____ Data rows

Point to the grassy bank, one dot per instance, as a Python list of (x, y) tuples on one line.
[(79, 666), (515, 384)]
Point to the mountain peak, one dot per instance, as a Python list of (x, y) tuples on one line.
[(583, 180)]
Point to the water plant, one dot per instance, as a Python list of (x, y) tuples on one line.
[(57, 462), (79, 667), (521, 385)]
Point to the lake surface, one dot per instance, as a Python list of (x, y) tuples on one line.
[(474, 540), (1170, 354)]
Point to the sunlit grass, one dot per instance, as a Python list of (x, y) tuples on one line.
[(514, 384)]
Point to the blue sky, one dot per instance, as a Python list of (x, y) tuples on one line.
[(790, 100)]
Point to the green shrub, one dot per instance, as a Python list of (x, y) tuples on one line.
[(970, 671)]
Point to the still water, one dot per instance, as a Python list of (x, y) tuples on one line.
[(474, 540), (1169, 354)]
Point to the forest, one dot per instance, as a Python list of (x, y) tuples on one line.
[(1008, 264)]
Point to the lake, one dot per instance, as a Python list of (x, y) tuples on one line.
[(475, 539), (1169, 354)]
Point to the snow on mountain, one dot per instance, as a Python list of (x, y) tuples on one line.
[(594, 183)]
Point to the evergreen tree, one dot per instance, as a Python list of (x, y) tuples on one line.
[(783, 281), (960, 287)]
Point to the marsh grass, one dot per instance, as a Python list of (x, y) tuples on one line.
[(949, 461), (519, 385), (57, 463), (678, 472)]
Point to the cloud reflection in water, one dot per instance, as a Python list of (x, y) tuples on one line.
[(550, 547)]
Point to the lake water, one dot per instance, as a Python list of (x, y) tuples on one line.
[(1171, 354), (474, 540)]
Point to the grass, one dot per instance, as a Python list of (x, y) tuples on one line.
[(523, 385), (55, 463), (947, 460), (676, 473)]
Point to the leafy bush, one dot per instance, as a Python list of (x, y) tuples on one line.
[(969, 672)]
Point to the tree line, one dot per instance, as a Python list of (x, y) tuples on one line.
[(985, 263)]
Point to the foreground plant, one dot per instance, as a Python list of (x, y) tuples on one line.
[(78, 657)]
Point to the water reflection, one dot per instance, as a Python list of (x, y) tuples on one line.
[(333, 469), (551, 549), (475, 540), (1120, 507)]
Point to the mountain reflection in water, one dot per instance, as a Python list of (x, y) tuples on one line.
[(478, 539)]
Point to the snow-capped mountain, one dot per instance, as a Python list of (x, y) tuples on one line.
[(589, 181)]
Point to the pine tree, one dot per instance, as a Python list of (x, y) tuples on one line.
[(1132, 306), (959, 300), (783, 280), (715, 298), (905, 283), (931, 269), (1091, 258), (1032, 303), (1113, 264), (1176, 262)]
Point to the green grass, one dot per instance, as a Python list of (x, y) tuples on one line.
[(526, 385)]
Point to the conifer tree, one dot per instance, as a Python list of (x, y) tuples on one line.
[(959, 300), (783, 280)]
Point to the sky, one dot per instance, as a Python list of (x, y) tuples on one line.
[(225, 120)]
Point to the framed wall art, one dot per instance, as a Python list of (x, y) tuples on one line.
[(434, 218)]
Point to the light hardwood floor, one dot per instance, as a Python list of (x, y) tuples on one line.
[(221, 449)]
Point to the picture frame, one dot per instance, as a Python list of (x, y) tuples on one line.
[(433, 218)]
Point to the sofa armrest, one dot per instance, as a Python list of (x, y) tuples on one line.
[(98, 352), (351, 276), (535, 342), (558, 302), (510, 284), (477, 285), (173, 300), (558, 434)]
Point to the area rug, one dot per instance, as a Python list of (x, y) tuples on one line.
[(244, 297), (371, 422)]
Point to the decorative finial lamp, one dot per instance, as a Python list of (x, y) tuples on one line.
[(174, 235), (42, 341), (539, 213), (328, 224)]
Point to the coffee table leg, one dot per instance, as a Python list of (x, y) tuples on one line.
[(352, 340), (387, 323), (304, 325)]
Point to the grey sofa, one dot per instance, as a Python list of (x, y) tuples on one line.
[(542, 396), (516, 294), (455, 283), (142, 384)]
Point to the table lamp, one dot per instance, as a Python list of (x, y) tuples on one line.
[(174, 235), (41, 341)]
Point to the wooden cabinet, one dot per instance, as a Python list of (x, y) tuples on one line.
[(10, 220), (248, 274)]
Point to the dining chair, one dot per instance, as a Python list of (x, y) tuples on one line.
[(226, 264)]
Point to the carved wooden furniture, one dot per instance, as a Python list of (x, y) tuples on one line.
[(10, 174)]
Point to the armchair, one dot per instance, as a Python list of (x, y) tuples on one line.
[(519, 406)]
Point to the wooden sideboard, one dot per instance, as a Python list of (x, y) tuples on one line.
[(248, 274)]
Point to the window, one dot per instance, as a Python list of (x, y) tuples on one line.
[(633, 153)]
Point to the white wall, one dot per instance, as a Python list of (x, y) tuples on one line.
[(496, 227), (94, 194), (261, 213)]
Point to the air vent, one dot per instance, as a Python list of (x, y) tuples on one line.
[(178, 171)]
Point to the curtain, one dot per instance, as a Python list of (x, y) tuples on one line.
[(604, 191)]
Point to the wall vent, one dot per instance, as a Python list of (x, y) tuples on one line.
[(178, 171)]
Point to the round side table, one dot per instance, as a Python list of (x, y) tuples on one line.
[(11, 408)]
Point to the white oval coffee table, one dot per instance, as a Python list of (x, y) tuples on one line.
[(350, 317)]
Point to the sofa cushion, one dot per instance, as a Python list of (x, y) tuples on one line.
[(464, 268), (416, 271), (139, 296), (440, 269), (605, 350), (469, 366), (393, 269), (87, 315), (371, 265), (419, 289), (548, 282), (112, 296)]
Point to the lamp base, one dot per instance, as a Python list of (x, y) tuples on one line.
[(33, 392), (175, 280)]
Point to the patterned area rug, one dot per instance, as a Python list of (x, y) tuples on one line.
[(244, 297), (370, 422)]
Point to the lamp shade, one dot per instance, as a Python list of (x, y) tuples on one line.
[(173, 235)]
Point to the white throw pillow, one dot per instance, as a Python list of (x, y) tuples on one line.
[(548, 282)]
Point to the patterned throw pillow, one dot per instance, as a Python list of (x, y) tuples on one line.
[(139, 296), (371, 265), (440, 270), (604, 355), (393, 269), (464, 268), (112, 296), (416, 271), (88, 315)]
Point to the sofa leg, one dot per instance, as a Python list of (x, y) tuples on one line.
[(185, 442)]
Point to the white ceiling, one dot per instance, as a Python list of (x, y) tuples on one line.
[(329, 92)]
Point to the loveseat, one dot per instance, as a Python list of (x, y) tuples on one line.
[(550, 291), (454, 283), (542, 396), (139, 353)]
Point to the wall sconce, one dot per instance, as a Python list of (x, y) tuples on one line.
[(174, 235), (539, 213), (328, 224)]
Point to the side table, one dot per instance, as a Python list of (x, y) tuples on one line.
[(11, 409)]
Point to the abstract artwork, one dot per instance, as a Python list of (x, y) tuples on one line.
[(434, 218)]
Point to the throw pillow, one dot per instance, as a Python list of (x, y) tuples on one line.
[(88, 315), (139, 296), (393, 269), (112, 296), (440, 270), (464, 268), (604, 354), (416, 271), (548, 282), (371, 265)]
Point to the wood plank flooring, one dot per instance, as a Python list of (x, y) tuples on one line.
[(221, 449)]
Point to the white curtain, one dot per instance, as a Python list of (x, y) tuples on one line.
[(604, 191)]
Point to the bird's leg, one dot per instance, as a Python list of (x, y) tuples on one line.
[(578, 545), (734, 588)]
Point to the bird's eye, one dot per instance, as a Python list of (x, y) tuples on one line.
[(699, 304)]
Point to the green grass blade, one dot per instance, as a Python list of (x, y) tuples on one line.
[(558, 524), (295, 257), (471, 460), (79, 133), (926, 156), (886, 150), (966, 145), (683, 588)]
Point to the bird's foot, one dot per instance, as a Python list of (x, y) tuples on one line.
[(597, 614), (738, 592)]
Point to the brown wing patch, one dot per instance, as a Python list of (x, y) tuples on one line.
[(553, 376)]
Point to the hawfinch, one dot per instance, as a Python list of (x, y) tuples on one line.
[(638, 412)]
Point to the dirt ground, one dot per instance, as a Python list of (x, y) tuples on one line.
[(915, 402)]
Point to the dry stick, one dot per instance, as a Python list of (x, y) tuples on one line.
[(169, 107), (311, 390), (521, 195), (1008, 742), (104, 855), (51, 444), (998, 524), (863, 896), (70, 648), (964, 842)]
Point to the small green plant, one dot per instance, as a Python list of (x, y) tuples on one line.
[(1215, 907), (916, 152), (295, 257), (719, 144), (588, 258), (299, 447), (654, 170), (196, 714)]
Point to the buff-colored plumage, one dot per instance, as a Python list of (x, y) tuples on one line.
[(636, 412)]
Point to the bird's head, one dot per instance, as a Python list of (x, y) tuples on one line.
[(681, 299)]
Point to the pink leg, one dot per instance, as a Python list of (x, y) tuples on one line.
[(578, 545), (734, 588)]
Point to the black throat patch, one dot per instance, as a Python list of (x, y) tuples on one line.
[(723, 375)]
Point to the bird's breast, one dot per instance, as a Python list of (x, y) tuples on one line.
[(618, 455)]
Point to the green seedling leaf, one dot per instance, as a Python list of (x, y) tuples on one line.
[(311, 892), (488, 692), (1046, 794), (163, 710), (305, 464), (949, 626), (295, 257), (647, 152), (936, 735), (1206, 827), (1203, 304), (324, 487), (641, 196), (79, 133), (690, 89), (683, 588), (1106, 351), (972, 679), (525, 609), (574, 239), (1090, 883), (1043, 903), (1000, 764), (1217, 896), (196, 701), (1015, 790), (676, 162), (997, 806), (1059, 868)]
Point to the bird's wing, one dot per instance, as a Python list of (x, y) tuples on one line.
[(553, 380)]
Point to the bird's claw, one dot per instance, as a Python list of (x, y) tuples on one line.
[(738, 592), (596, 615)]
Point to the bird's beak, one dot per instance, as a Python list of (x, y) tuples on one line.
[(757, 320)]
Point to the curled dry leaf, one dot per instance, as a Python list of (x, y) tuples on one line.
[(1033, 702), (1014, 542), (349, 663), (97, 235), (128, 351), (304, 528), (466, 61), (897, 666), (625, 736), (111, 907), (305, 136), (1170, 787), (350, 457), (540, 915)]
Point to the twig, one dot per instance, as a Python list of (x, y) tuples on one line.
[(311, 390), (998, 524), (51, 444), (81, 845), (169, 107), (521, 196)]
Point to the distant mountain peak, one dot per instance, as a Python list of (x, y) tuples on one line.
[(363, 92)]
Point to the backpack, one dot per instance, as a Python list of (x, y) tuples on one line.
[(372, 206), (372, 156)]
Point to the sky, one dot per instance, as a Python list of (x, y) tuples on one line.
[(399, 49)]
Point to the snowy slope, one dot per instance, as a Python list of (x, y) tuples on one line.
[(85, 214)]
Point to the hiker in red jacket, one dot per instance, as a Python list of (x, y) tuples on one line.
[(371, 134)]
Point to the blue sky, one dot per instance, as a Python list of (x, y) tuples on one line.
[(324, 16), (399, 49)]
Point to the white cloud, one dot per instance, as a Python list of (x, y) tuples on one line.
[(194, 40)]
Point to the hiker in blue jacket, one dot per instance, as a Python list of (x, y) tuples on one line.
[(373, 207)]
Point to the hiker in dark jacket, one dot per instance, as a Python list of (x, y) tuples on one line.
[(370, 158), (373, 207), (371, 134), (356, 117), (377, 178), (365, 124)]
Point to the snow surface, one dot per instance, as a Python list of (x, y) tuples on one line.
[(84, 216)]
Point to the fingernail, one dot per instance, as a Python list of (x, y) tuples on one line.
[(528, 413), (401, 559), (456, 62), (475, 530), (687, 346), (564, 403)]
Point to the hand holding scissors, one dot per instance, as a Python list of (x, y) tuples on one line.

________

Reproduce the lines from the start of the material through the line containing "[(474, 540), (1170, 354)]", switching "mountain peak" to "summit" and leaving everything else unchanged.

### Worked solution
Point to the grassy bank, one dot per instance, as a Python list of (x, y) tuples on one line.
[(79, 666), (515, 384)]
Point to the summit, one dot per instance, as a Python list of (x, y) tuples on one line.
[(583, 180)]
Point to the water plant, one dot per instance, as a Python list of (x, y) tuples on one line.
[(57, 462), (79, 667), (521, 385)]
Point to the lake surface, one dot per instance, as a Python list of (x, y) tuples on one line.
[(474, 540), (1170, 354)]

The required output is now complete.